━━━━━ 入力データ

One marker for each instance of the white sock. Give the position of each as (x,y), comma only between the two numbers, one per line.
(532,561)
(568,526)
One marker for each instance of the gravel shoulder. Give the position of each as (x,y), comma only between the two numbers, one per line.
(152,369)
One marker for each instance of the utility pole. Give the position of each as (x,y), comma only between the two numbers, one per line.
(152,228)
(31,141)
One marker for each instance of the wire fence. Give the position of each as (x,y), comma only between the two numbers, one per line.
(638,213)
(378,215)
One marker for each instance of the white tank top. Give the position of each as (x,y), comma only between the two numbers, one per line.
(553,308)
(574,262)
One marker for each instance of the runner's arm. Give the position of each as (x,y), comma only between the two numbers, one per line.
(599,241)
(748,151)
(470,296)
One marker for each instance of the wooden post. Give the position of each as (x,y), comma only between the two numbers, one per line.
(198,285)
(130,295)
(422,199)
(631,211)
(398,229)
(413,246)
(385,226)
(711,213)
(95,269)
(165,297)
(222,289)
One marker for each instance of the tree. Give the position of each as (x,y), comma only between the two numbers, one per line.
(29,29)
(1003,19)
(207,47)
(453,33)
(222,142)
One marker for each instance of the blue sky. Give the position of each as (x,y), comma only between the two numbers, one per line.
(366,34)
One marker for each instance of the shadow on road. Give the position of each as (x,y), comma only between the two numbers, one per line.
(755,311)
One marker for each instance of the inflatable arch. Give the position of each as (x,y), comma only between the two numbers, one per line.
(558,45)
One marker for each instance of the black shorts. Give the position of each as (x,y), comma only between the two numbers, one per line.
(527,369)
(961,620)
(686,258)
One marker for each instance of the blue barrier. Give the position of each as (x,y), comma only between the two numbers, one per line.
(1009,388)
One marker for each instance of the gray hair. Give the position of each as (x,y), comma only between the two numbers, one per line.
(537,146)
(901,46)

━━━━━━━━━━

* [作業内容] 上の項目のうち、「One marker for each instance of the black」を含む行から始まり項目の末尾で終わる範囲を、1行を1つの文字列とするJSONのリストに変換する。両端の行を含め、空行は除く。

* [最終結果]
[
  "One marker for each instance of the black shorts. Give the position of each as (x,y), comma only between the two numbers, one per line.",
  "(527,369)",
  "(961,620)",
  "(686,258)",
  "One marker for each instance of the blue barrier. Give the position of each as (x,y), comma only between the two numbers, one per line.",
  "(1009,388)",
  "One marker for each instance of the gray hair. Give the position of each as (x,y), comma only between the two numbers, one per line.",
  "(537,146)",
  "(901,46)"
]